§ Given records
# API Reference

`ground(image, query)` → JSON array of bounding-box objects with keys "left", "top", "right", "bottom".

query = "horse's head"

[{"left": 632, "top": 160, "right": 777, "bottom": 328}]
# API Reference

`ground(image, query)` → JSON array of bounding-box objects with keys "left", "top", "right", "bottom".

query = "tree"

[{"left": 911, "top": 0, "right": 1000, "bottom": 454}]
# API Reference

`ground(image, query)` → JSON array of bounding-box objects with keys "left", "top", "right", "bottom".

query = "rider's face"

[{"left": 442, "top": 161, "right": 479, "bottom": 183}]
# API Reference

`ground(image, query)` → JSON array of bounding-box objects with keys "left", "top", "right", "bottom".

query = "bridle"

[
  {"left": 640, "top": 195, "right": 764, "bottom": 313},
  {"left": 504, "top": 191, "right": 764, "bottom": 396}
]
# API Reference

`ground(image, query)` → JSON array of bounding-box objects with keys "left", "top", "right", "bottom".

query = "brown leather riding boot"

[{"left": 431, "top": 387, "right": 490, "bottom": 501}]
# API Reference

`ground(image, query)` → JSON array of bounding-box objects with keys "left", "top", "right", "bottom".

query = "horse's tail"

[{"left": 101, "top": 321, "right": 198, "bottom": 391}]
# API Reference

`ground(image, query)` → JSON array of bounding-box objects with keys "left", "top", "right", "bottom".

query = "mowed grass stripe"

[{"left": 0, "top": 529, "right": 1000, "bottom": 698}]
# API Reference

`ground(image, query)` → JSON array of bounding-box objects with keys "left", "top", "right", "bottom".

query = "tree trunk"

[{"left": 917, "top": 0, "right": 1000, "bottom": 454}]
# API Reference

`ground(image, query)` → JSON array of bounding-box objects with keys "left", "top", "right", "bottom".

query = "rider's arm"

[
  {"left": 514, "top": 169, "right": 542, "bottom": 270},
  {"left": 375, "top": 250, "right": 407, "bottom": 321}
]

§ Directions for this task
Count the lines above that contain the word "horse", and reply with the number alone.

§ Solution to the problem
2